> _ESERCIZI PROPOSTI_:
(a) Nel brano sul pareggio di bilancio, individua tutti i fattori della combinazione che viene descritta come caratteristica dell'Europa.
(b) Riscrivi la parte del brano sul pareggio di bilancio compresa tra "O semplicemente Padoan" e "sul reddito d’impresa.", estremi inclusi, mettendo "coalizione" al posto di "maggioranza".

L’Italia sta negoziando con la Commissione Ue un rinvio al 2017 (rispetto all'obiettivo attuale che lo fissa entro il 2015) del pareggio di bilancio. Un allungamento dei tempi di consolidamento fiscale che nelle intenzioni del governo permetterebbe di evitare nel 2015 una correzione da 7-8 miliardi di euro anche se, ribadisce Padoan (per tranquillizzare la Germania e gli euro burocrati), le riforme strutturali restano necessarie, purché il cammino da fare venga “collocato in un quadro diverso, meno stringente”. Bene, complimenti ministro, forse ha letto alcune delle riflessioni che ho pubblicato, come decine di altri più illustri colleghi, su queste pagine negli ultimi due anni, o forse si è svegliato stamattina e all’improvviso ha scoperto che il sole sorge a Est nonostante gli sforzi della nostra “illuminata” classe dirigente per dire che sarebbe auspicabile che sorgesse a Ovest.

O semplicemente Padoan fiuta maretta all'interno della maggioranza e al di là delle “guasconate” del nostro premier, Matteo Renzi, ha pensato bene di ricordare a tutti che poiché le riforme strutturali producono sì effetti duraturi, ma non immediati, le riforme che hanno successo (politico quanto meno) “sono quelle che possono contare sul consenso”. Chissà se questo vuol dire che si smetterà di accapigliarsi su questioni “di bandiera” che però nel concreto appaiono irrilevanti ai fini della ripresa economica, come l’abolizione (o meno) dell’articolo 18, che ormai riguarda una minoranza di lavoratori e che di certo non porterà ad un’ondata di investimenti e assunzioni se non si troverà il modo di ridurre il carico fiscale sia sul lavoro sia sul reddito d’impresa.

Di certo, come ammette lo stesso Padoan, la combinazione di bassa crescita, bassi investimenti, alta disoccupazione e bassa o nulla inflazione che caratterizza l’Europa è potenzialmente un cocktail micidiale e occorre essere un politico tedesco per non vederlo e continuare a mettere i bastoni nelle ruote di chi come Mario Draghi, presidente della Banca centrale europea, prova a svolgere quanto meno un ruolo di “supplenza” tramite una politica monetaria ultra rilassata che presenta sicuramente rischi e potenziali conflitti d’interesse ma è per ora l’unica boccata d’ossigeno che ha evitato alle banche di stringere ancora più i cordoni della borsa. Bene, bravo, bis: Padoan si accorge anche che per la crescita “non ci sono scorciatoie” e occorre “agire da tutti i lati: dal lato dell’offerta e dal lato della domanda”, mettendo in campo “in modo coordinato tutti gli strumenti che i governi hanno a disposizione”.

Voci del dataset
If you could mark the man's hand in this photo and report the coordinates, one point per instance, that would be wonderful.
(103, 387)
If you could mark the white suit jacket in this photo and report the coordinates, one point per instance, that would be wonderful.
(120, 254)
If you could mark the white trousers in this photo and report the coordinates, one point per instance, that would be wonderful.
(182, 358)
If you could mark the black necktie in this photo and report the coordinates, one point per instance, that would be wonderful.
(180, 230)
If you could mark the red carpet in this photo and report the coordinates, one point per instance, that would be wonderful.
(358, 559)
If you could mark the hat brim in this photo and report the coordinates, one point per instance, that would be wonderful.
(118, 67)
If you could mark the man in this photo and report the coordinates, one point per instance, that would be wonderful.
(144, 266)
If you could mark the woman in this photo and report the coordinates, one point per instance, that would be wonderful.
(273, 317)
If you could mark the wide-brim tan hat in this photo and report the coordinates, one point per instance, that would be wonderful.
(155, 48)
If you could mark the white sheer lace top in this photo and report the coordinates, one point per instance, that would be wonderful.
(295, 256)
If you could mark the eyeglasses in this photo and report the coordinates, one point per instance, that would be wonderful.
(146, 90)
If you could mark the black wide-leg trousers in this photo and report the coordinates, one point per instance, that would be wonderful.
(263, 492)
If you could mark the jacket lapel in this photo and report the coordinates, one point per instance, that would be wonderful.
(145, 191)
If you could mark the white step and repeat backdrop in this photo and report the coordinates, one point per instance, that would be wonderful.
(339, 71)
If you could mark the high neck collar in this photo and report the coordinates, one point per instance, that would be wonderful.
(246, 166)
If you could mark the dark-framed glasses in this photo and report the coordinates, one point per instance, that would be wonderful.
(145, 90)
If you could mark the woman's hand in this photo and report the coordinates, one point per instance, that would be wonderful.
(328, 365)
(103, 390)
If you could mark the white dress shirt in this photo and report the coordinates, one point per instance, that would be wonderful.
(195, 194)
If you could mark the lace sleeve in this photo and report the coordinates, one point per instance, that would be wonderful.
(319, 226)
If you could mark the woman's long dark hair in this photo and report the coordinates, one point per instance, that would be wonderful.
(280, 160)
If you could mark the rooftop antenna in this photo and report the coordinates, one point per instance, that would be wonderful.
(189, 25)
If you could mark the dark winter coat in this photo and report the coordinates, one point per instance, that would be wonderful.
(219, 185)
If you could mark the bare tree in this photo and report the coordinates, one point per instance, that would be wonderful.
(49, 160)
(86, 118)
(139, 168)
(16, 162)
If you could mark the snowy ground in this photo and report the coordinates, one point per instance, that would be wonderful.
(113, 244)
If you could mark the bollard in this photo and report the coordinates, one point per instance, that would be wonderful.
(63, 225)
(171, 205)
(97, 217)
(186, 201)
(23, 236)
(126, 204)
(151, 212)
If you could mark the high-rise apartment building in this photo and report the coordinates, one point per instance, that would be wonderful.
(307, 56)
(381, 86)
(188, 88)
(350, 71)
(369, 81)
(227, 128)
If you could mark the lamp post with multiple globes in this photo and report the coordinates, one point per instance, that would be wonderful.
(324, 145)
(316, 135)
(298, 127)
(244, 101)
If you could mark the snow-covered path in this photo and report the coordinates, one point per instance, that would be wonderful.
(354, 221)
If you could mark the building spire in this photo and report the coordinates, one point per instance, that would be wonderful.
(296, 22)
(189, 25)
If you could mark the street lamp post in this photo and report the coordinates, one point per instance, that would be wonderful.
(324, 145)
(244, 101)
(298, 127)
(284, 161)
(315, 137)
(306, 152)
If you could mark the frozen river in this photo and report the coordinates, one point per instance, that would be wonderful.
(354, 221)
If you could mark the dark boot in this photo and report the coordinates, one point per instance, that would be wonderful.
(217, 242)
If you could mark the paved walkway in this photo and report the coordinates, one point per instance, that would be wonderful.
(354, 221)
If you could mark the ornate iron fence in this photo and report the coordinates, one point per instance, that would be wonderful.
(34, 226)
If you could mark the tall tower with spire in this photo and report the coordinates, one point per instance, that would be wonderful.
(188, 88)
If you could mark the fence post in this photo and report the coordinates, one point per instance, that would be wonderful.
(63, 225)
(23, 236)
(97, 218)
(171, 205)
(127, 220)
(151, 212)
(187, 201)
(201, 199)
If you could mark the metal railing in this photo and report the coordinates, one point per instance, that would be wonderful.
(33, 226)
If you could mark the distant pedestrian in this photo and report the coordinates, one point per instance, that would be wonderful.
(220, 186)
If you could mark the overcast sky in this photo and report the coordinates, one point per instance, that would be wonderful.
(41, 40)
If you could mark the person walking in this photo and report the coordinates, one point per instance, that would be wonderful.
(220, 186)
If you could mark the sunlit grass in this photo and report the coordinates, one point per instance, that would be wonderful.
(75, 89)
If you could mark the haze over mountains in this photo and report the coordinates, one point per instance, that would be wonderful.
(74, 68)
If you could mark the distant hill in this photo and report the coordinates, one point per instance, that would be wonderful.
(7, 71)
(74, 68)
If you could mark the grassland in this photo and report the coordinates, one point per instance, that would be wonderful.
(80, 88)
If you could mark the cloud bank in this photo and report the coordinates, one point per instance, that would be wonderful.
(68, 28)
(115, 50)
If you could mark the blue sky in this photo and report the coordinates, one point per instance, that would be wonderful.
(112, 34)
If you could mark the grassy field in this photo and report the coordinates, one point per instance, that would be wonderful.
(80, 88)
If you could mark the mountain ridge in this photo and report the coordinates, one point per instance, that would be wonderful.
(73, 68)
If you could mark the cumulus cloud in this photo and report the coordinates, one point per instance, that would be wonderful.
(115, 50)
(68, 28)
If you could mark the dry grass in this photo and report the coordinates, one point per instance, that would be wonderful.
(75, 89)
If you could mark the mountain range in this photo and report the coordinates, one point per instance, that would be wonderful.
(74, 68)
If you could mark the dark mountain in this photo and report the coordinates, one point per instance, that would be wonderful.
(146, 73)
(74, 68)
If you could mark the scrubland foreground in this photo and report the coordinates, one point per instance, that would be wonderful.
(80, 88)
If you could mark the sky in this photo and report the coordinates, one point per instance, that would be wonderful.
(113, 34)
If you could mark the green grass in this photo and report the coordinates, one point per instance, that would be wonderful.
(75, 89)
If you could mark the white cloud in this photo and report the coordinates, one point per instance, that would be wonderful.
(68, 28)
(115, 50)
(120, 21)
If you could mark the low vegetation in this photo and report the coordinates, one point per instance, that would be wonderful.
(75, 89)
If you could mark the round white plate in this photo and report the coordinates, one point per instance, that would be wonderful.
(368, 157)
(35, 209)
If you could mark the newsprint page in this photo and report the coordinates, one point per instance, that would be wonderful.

> _RISPOSTE COMPLETE_:
(a) bassa crescita, bassi investimenti, alta disoccupazione, bassa o nulla inflazione

(b)
O semplicemente Padoan fiuta maretta all'interno della coalizione e al di là delle “guasconate” del nostro premier, Matteo Renzi, ha pensato bene di ricordare a tutti che poiché le riforme strutturali producono sì effetti duraturi, ma non immediati, le riforme che hanno successo (politico quanto meno) “sono quelle che possono contare sul consenso”. Chissà se questo vuol dire che si smetterà di accapigliarsi su questioni “di bandiera” che però nel concreto appaiono irrilevanti ai fini della ripresa economica, come l’abolizione (o meno) dell’articolo 18, che ormai riguarda una minoranza di lavoratori e che di certo non porterà ad un’ondata di investimenti e assunzioni se non si troverà il modo di ridurre il carico fiscale sia sul lavoro sia sul reddito d’impresa.